- **Goal 1**: In the passage about the Republican National Convention, which song did Lee Greenwood perform as Donald Trump entered the arena?

Plenty of people from across the political spectrum invoked God in expressing gratitude for former President Donald Trump’s survival of the shocking weekend assassination attempt.
But for some fervent Trump supporters, the event signaled not only God’s protection but also a larger, divinely ordained plan to return him to the Oval Office. At the Republican National Convention this week, many have described it as part of a broader good-versus-evil struggle.
“Saturday was a defining moment,” says Jim Kasper, a North Dakota state representative and delegate. “I think that event will go down in the history books as maybe the event that changed the course of a nation.”
The intertwining of religion and politics has deep roots in the Republican Party. And in one poll last year, among adherents of Christian nationalism, 84% agreed with the statement “If the U.S. moves away from our Christian foundations, we will not have a country anymore.”
The overtly religious language at this week’s convention has at times been paired with an us-versus-them attitude, directly linking the assassination attempt – perpetrated by a young man whose political views remain unclear – to Democratic campaign rhetoric attacking Mr. Trump.
As former President Donald Trump prepared to enter the Republican National Convention for the first time on Monday after surviving a shocking weekend assassination attempt, his friend and country singer Lee Greenwood invoked a higher power.
“Prayer works! ... The bullet missed him just enough to save his life – to be the next president of the United States,” Mr. Greenwood told the crowd, as Mr. Trump waited just off the convention floor. “We have believed for so long that God will make some changes in this country. And He’s about to make a change to the current administration and send them home.”
Mr. Greenwood then launched into his familiar hit “God Bless the U.S.A.” as the former president entered the arena to thunderous applause. The crowd broke into “USA! USA!” before switching to the words Mr. Trump himself mouthed as he was rushed off the stage after a bullet grazed his ear last Saturday: “Fight! Fight! Fight!”
The moment was cathartic. And Mr. Greenwood’s suggestion – that Mr. Trump was saved by God so that he can recapture the White House – has been a consistent theme throughout the week here, with Republican officials and delegates alike painting their bloodied but unbowed leader as a hero of near-biblical proportions.
Plenty of people from across the political spectrum invoked God in expressing gratitude for Mr. Trump’s survival. President Joe Biden said he was keeping Mr. Trump and family in his prayers. Former House Speaker Nancy Pelosi posted, “Thank God that former President Trump is safe.”
But for some fervent Trump supporters, his survival signals not only God’s protection but also a larger, divinely ordained plan to return him to the Oval Office. In primetime speeches and conversations on the convention floor, many here describe it as part of a broader good-versus-evil struggle encapsulated in the election, further raising the existential stakes of the race.
“Not even an assassin’s bullet could stop him,” Arkansas Gov. Sarah Huckabee Sanders, Mr. Trump’s former White House press secretary, declared during her Tuesday night speech. “God Almighty intervened because America is one nation under God and He is certainly not finished with President Trump.”

- **Entries**:

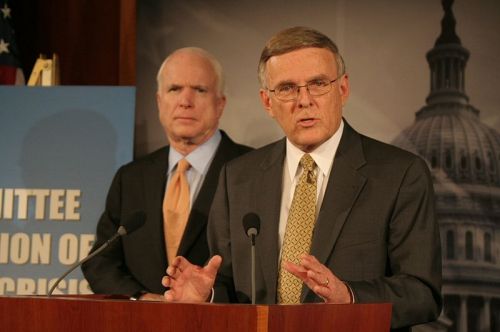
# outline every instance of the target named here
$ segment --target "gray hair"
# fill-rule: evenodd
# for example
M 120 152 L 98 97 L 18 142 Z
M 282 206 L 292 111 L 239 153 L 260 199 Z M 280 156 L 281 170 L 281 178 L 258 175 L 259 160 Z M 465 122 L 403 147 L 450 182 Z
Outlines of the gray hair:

- **Goal 2**: Count the lines of the listing that contain the string "hair", treating uppercase and lowercase as distinct, and give only the number.

- **Finished answer 1**: "God Bless the U.S.A."

- **Finished answer 2**: 2